Amasa Coleman fue abogado y como tal tomó parte en la defensa de dos negros de Alabama, padre e hijo, acusados de asesinar a un tendero blanco. Ambos fueron declarados culpables y ejecutados, pero ello no impidió al abogado desempeñar una discreta carrera política, llegando a ser miembro de la Cámara de Representantes de Alabama entre 1927 y 1939. También fue director y propietario del periódico de su pueblo, el Monroe Journal. Más tarde, la publicación del libro de su hija, y la creencia de que había servido de modelo para el protagonista del mismo, hicieron de él una especie de héroe americano en la lucha por los derechos civiles de las gentes de color. Sin embargo, el año pasado, algunos pasajes de Ve y pon un centinela que trascendieron a la prensa, y en los que se sugería que fue en realidad un racista que sólo se convirtió al antisegregacionismo tardíamente rodearon al libro, aun antes de su publicación, de una viva polémica. Así, el 11 de julio del pasado año un artículo del Wall Street Journal informaba de la consternación que habían causado los rumores acerca de esta desconocida faceta del abogado Amasa Coleman, y un popular presentador de televisión de Augusta afirmó que prefería recordarle como un buen hombre, por lo que, en consecuencia, se abstendría de leer el libro. Este carácter racista e intolerante del padre de nuestra autora fue documentado en una biografía de la misma publicada en 2006, Mockingbird. A Portrait of Harper Lee, de la que es autor Charles J. Shields, reconocido biógrafo de otro gran escritor norteamericano: Kurt Vonnegut.

Con independencia del papel que pudo representar el padre de nuestra autora en la gestación del libro y en la de su personaje principal, y de los efectos del amplio marketing que puso en juego la editorial encargada de publicar su “secuela”, lo cierto es que Matar a un ruiseñor, libro hoy de lectura obligatoria en los programas del octavo grado, es desde hace tiempo una obra de referencia para el imaginario colectivo norteamericano, la cual aparece asociada para muchos estadounidenses a su mayoría de edad, y ello en el doble sentido de la vivencia personal y en el de primer vislumbre que la lectura del libro significó para muchos de un lado oscuro y desconocido de su propio país. A este respecto la crítica ha hecho notar que Maycomb, el nombre ficticio que en la novela se da a Monroeville, es equivalente al Central Park de las novelas de Salinger, ese centro geográfico y simbólico de “la permanente adolescencia americana”.

#### [Trabajo pedido]
**1)** Responde con datos del fragmento proporcionado:
(a) ¿Entre qué años fue Amasa Coleman miembro de la Cámara de Representantes de Alabama?
(b) ¿Qué periódico dirigió y poseyó?
(c) ¿Qué nombre ficticio recibe Monroeville en la novela?
**2)** Traduce al inglés esta oración del fragmento proporcionado: "También fue director y propietario del periódico de su pueblo, el Monroe Journal."

#### [Datos guardados]
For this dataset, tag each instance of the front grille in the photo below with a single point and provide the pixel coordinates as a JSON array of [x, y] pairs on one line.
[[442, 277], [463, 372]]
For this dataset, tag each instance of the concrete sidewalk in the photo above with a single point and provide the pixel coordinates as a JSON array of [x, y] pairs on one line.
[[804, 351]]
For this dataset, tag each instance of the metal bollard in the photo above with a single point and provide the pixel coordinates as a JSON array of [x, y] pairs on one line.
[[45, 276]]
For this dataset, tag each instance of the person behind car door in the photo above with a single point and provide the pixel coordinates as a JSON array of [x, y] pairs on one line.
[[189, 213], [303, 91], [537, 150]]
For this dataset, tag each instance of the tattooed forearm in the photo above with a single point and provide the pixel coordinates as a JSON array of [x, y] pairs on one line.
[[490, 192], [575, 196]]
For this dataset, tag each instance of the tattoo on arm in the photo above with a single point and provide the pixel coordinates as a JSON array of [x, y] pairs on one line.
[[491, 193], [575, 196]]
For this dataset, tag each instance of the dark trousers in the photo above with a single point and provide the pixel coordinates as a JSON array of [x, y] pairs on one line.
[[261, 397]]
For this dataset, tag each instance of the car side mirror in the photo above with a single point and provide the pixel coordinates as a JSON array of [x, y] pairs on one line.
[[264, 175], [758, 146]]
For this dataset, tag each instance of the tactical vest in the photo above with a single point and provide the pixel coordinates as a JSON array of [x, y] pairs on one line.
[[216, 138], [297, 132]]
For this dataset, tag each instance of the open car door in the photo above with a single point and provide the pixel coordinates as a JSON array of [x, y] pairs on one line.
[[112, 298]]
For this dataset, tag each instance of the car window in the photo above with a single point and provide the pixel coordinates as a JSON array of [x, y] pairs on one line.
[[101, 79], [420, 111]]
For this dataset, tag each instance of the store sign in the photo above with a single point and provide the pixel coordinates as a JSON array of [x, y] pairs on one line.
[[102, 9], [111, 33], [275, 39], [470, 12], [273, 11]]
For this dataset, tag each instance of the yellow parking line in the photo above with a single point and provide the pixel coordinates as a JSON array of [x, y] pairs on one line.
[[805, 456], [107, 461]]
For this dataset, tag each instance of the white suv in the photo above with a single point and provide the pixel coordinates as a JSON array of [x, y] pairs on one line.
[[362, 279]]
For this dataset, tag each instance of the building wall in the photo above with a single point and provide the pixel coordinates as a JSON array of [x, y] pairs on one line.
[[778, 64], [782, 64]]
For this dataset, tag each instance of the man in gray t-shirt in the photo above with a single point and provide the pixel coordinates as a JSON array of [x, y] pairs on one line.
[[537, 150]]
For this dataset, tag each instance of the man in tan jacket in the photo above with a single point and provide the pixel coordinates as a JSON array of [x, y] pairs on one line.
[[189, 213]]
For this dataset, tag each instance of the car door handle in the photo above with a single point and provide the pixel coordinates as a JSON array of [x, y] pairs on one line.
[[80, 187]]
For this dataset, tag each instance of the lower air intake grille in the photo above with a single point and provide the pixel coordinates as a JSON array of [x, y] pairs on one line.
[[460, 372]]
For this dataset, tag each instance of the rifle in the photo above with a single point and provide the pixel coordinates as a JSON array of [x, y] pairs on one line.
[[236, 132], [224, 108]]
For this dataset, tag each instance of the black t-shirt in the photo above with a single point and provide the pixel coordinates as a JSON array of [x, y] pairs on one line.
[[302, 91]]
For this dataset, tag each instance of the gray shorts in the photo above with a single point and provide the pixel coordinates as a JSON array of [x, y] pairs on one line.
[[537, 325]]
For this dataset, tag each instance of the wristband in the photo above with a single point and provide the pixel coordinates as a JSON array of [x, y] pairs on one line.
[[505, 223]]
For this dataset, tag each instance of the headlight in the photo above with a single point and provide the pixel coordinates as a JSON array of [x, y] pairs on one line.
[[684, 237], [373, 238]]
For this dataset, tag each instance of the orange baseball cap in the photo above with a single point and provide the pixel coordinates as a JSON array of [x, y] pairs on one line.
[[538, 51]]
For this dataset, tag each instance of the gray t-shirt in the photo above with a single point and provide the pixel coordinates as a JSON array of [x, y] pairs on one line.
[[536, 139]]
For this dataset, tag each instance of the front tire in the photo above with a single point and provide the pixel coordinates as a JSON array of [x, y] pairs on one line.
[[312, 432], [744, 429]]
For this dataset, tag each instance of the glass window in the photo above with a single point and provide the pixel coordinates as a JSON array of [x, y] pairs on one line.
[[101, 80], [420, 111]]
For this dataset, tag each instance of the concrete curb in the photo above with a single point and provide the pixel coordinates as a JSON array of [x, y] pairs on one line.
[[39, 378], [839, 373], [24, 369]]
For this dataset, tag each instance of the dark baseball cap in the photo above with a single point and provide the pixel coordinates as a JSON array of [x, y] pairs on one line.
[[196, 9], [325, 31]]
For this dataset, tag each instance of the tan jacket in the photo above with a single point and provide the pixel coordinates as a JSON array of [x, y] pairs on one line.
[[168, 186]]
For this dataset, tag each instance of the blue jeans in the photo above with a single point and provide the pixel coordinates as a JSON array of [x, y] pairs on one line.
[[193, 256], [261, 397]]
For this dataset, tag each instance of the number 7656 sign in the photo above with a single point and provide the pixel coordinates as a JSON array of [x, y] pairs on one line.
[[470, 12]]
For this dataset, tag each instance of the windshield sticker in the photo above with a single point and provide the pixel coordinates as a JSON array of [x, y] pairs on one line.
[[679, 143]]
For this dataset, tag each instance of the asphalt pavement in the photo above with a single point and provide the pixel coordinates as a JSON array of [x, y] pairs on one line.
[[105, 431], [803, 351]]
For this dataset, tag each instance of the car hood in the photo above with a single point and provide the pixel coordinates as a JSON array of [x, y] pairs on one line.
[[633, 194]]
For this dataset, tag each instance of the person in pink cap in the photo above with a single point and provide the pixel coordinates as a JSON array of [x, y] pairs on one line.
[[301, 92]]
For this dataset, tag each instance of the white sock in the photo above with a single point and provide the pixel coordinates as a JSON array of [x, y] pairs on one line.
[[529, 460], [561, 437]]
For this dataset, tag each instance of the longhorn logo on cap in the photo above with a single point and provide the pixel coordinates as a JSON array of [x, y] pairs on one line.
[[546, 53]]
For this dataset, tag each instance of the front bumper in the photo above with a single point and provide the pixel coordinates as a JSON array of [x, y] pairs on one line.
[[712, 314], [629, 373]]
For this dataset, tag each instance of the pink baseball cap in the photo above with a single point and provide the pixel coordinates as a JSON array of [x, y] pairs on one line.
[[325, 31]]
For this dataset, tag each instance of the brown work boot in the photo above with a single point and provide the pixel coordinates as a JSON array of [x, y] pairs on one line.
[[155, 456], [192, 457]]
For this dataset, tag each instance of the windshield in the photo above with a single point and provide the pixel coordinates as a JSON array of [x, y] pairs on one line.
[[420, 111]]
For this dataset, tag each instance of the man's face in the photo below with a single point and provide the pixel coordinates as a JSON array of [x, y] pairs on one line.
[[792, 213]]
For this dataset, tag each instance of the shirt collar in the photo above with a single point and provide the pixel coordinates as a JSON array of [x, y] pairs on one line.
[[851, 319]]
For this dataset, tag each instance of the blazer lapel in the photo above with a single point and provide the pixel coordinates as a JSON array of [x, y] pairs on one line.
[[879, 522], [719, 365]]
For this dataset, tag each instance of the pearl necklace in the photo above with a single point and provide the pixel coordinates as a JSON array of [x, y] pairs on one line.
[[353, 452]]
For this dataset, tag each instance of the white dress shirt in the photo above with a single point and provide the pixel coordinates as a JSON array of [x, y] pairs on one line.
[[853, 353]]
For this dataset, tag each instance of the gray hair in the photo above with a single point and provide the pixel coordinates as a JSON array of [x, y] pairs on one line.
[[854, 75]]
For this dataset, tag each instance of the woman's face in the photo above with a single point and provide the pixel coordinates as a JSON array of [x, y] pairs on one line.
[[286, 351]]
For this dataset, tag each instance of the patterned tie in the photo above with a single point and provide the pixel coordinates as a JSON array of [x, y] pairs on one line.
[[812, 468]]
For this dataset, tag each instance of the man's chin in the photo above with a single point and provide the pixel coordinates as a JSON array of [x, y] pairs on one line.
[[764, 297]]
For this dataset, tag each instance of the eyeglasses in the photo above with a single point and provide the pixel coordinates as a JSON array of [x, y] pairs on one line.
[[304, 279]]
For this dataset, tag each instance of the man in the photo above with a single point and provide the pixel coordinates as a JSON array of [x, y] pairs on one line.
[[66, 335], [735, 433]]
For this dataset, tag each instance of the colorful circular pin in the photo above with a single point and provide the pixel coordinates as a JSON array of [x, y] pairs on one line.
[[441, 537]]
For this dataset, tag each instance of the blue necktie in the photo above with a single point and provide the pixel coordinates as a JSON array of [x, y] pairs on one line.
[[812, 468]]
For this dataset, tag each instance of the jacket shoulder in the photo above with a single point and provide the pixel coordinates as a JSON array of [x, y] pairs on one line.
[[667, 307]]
...
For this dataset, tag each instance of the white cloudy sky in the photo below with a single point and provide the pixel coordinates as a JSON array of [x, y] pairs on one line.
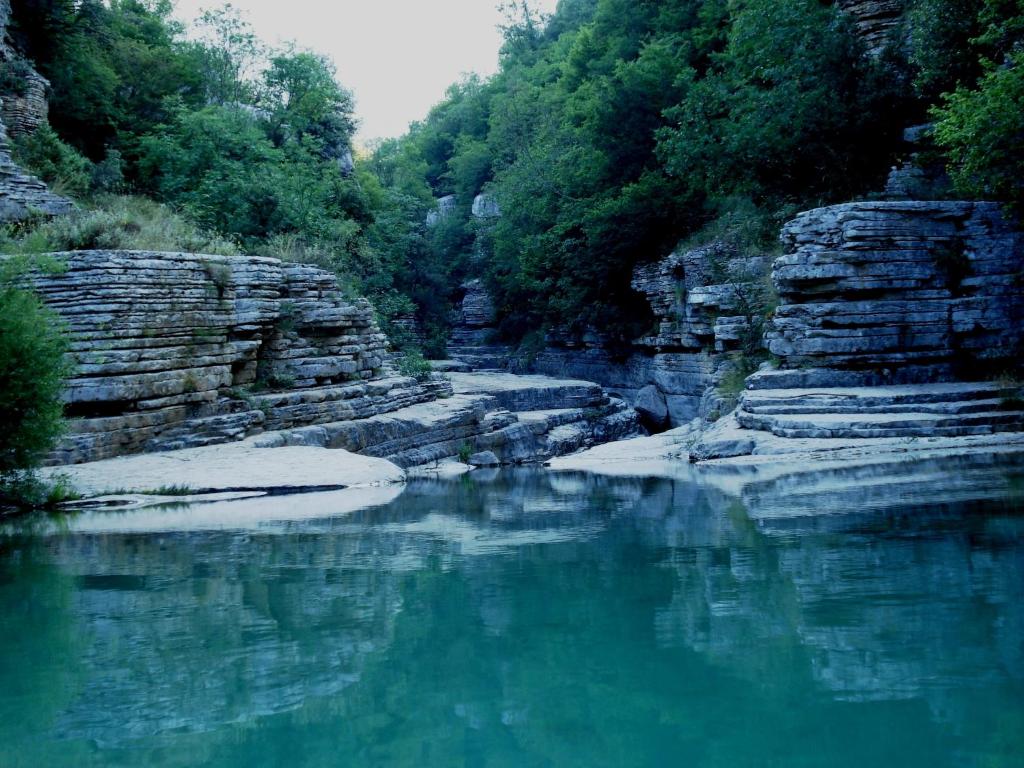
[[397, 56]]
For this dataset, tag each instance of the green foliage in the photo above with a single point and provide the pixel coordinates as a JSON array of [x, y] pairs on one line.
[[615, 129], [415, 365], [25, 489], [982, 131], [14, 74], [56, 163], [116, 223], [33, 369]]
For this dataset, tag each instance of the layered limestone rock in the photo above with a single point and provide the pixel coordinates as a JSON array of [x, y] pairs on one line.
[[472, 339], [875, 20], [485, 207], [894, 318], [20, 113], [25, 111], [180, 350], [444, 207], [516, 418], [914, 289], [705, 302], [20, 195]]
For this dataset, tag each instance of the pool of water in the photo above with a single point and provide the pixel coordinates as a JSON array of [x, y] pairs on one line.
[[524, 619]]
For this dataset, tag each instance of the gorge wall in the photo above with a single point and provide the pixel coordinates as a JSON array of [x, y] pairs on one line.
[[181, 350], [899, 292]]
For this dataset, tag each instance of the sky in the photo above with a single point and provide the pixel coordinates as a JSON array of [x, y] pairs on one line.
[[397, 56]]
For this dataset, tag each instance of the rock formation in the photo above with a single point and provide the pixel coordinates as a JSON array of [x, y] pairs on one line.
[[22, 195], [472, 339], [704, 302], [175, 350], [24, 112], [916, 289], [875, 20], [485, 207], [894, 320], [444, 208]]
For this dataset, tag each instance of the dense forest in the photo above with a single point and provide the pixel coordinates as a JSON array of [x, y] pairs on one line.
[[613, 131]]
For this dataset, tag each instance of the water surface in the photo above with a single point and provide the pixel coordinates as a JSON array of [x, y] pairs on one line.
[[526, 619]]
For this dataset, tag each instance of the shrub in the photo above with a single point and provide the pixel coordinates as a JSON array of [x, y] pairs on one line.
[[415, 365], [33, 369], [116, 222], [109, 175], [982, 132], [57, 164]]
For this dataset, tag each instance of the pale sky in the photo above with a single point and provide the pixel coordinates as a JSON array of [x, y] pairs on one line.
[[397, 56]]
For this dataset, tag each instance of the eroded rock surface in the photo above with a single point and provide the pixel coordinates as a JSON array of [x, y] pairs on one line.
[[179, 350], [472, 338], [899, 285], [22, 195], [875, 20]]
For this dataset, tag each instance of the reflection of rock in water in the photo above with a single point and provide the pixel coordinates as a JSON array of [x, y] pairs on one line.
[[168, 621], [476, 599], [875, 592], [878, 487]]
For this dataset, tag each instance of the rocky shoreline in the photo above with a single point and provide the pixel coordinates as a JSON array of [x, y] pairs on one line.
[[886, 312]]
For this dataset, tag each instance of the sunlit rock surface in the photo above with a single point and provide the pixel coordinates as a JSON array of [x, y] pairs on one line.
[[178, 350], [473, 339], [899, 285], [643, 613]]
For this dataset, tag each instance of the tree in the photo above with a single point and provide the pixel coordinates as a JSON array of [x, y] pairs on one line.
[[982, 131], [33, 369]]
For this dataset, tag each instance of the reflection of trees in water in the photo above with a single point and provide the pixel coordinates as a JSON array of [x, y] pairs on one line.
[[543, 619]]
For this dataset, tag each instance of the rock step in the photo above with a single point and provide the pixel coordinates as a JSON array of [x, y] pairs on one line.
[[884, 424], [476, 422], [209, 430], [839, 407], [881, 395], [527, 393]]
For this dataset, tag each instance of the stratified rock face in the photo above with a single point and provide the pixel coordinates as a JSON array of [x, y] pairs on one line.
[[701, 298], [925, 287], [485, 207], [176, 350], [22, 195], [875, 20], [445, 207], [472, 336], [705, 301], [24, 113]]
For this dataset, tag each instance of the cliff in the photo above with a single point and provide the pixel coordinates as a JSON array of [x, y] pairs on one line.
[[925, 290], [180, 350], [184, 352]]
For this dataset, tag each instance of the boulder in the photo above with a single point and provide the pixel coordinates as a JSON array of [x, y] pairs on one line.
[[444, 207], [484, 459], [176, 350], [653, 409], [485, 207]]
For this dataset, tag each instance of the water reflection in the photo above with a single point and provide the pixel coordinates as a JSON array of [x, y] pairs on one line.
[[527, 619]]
--
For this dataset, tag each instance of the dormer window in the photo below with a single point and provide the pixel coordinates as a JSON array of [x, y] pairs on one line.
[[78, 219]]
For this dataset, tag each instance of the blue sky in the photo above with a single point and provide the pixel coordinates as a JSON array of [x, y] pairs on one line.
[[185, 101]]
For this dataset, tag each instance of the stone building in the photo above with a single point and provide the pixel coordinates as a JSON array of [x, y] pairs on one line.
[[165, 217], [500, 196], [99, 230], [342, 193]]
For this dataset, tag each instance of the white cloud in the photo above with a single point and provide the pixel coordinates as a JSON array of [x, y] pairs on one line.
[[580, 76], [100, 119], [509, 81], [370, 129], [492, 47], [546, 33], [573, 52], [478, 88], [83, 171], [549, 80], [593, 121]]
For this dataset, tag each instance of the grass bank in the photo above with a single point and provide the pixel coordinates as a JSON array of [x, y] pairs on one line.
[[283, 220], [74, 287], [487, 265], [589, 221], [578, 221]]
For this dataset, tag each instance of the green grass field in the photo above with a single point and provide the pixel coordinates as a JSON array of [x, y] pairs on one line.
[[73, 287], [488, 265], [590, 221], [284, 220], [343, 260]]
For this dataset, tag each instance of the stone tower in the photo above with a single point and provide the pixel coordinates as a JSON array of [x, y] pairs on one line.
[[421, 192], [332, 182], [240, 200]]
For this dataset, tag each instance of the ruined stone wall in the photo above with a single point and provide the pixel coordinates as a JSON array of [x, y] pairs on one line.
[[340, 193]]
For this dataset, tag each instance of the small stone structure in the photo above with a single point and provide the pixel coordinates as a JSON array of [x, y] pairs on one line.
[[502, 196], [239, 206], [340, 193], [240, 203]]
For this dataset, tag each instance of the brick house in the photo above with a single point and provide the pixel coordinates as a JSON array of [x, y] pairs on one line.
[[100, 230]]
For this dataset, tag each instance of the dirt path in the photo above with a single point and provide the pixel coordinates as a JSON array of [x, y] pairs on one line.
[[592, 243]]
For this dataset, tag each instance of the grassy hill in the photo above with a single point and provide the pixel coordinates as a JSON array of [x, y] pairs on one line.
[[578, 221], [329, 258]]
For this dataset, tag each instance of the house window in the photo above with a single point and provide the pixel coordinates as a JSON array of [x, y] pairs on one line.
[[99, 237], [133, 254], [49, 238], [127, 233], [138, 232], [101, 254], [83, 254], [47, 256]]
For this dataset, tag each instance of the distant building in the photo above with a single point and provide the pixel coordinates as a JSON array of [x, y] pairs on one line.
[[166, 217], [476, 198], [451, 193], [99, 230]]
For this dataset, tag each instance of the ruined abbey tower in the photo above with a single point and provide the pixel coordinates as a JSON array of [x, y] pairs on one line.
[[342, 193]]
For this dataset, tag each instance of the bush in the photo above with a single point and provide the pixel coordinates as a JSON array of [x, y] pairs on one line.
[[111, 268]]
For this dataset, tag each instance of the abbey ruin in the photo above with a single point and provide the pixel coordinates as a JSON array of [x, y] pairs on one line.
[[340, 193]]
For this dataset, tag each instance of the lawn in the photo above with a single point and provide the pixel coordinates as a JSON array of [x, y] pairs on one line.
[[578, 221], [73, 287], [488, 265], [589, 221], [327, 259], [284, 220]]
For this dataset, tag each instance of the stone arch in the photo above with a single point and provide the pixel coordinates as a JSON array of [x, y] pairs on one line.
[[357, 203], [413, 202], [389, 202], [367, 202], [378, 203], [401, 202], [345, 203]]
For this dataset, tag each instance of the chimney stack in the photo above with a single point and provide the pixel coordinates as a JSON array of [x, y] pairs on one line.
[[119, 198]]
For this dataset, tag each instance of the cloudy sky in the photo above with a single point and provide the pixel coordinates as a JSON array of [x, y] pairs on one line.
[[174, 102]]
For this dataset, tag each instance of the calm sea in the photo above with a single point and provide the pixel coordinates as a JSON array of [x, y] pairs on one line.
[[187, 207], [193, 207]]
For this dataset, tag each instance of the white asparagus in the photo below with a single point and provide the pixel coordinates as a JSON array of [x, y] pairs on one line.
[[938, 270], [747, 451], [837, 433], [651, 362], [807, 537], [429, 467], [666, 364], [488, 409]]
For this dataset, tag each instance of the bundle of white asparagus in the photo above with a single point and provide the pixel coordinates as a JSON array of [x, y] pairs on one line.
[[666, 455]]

#### [Ejercicio resuelto]
**1)**
(a) Entre 1927 y 1939.
(b) El Monroe Journal.
(c) Maycomb.

**2)** He was also the editor and owner of his town's newspaper, the Monroe Journal.